### Information

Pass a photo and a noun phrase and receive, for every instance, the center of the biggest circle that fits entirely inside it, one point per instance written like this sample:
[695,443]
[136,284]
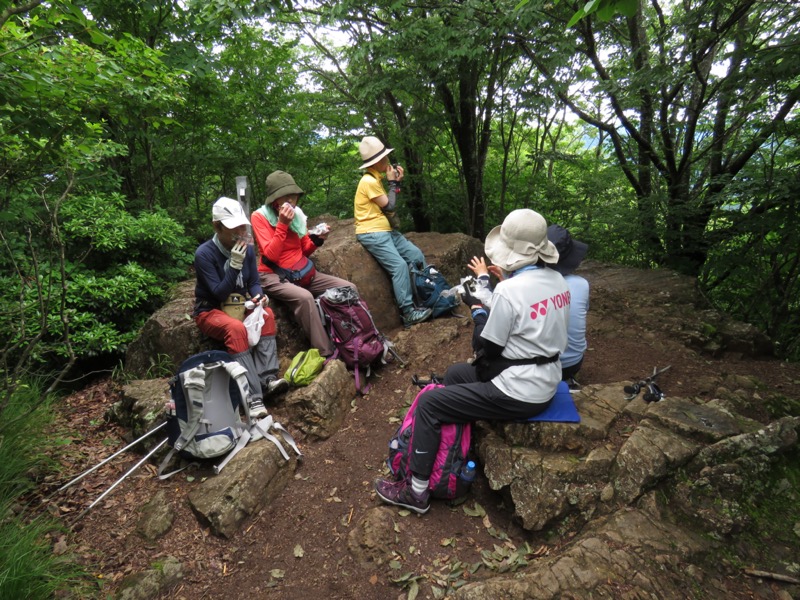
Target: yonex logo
[540,308]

### Task prompt
Set down all of the material word for word, but keep each picture out.

### Reply
Pass a photo and a noun phrase and receive, for every instance, the center of the biggest circle that fits entirely inside it, one point per instance written like this sample:
[695,443]
[136,284]
Target: yonex logo
[540,308]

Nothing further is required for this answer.